### GOAL
Rewrite the rows between the lines holding "For every instance of the handwritten" and "(1207, 419)", inclusive, swapping "thickest part" for "widest part" and leaving everything else unchanged.

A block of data
- - -

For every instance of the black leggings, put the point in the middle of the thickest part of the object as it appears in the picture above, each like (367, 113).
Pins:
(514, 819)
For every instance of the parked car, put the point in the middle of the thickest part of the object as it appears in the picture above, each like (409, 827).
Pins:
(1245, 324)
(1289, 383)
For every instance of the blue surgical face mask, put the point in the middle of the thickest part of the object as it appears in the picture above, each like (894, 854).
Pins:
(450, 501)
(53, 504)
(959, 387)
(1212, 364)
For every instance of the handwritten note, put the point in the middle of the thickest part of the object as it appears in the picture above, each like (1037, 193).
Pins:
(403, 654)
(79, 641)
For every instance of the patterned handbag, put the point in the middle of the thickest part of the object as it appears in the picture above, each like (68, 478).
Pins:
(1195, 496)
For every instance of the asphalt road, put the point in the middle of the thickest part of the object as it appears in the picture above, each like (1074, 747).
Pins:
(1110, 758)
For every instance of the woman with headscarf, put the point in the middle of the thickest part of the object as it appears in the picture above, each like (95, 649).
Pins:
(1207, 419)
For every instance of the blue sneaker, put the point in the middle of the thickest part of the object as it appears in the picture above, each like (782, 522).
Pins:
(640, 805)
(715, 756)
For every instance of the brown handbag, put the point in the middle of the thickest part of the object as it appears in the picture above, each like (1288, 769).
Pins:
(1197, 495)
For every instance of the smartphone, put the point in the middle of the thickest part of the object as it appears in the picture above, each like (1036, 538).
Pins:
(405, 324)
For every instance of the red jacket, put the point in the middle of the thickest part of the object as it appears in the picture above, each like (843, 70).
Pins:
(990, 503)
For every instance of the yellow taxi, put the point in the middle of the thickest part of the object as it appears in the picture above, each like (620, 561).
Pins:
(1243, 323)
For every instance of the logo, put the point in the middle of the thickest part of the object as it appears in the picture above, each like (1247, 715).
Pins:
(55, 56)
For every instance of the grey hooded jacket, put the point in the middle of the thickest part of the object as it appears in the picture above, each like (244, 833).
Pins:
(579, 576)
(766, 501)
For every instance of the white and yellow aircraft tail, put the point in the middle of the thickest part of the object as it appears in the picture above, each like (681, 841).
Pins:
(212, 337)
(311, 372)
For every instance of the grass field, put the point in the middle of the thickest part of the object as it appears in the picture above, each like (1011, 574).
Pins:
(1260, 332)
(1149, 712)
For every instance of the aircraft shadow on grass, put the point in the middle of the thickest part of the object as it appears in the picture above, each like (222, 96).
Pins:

- - -

### SOLUTION TO THE EXERCISE
For every instance of the handwritten note, put the point in the middle of the widest part of the object as it appears in the picture above, each like (1037, 193).
Pins:
(403, 654)
(79, 641)
For every instance of the patterned handbag, put the point in the middle of the widest part of the object as it appears in the picture above, each like (68, 478).
Pins:
(1195, 496)
For every instance of the asphalt road, put the point in the middle of the widest part of the object as it appears in the picture above, each like (1074, 747).
Pins:
(1110, 758)
For every instance of the woman with headscarf, put the point in the middle of the widest part of the object as it appears in the picture above, each like (95, 649).
Pins:
(1207, 419)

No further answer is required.